TASK OBJECTIVE => Continue the article on the World Health Organization's June 5 guidance on mask-wearing from the point where it stops.

======== DOCUMENT EXCERPT ========

To wear a mask or not to wear a mask? Many have been debating this as the effectiveness of mask-wearing has been somewhat unclear.
Now the World Health Organisation has released new guidance regarding masks on its June 5 coronavirus media briefing. The information is based on a review of evolving evidence and is for health workers and the general population.
A lot still remains the same. Masks are for those who are sick. They should be worn in the extreme case that a sick person should need to go out although ideally sick people should be quarantined as well as their contacts.
In addition, home caregivers and health workers should wear masks when dealing with those affected as well as wearing other protective gear. Some things have changed, however.
Where there is a widespread transmission, the WHO advises masks for all people working in that area. Even if there are no confirmed COVID-19 patients, health workers should still wear a medical mask when visiting areas of widespread transmission.
Where there is the chance of community transmission, the WHO recommends that members of the public aged 60 and older and those with underlying conditions should wear a mask. On public transport or other areas where social distancing is difficult to maintain, the public should also wear non-medical masks.

======== SUPPLIED MATERIAL ========

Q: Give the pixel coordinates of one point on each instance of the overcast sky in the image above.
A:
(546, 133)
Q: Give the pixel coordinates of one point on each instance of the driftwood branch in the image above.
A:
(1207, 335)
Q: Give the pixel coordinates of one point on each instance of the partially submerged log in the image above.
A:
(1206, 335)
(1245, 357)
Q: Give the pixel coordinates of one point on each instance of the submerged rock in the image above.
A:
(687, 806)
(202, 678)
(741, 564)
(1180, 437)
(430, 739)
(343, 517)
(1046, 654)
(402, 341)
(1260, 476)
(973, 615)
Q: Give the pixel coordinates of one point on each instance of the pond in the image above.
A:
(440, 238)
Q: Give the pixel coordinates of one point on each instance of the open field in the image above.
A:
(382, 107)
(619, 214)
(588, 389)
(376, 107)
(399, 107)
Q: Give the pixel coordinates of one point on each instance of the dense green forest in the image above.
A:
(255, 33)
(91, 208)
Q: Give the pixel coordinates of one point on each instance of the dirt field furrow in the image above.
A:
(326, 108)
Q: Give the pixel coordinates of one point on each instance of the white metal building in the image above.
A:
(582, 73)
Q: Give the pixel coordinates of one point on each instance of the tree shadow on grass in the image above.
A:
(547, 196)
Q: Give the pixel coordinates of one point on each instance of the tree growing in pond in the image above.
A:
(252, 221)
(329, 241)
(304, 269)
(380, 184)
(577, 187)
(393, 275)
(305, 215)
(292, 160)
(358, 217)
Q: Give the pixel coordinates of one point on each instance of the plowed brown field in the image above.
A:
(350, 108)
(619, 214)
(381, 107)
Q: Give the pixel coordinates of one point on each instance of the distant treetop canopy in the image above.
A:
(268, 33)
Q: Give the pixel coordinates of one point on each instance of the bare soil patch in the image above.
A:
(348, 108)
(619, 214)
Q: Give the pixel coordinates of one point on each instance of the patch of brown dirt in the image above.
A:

========

RESULT OF THE TASK =>
Finally, the organization has released new guidance on cloth masks. They now need to consist of at least three layers of different materials. They must have an absorbent inner layer, a middle layer of non-woven materials such as polypropylene, and a non-absorbent outer layer.
Dr. Maria Van Kerkhove, WHO Technical Lead, said that the recommended fabric combination "can actually provide a mechanistic barrier that if someone were infected with COVID-19, you can prevent those droplets from going through and infecting someone."
The WHO also reminded people that in some countries where social distancing is extremely difficult to maintain, using masks is even more important.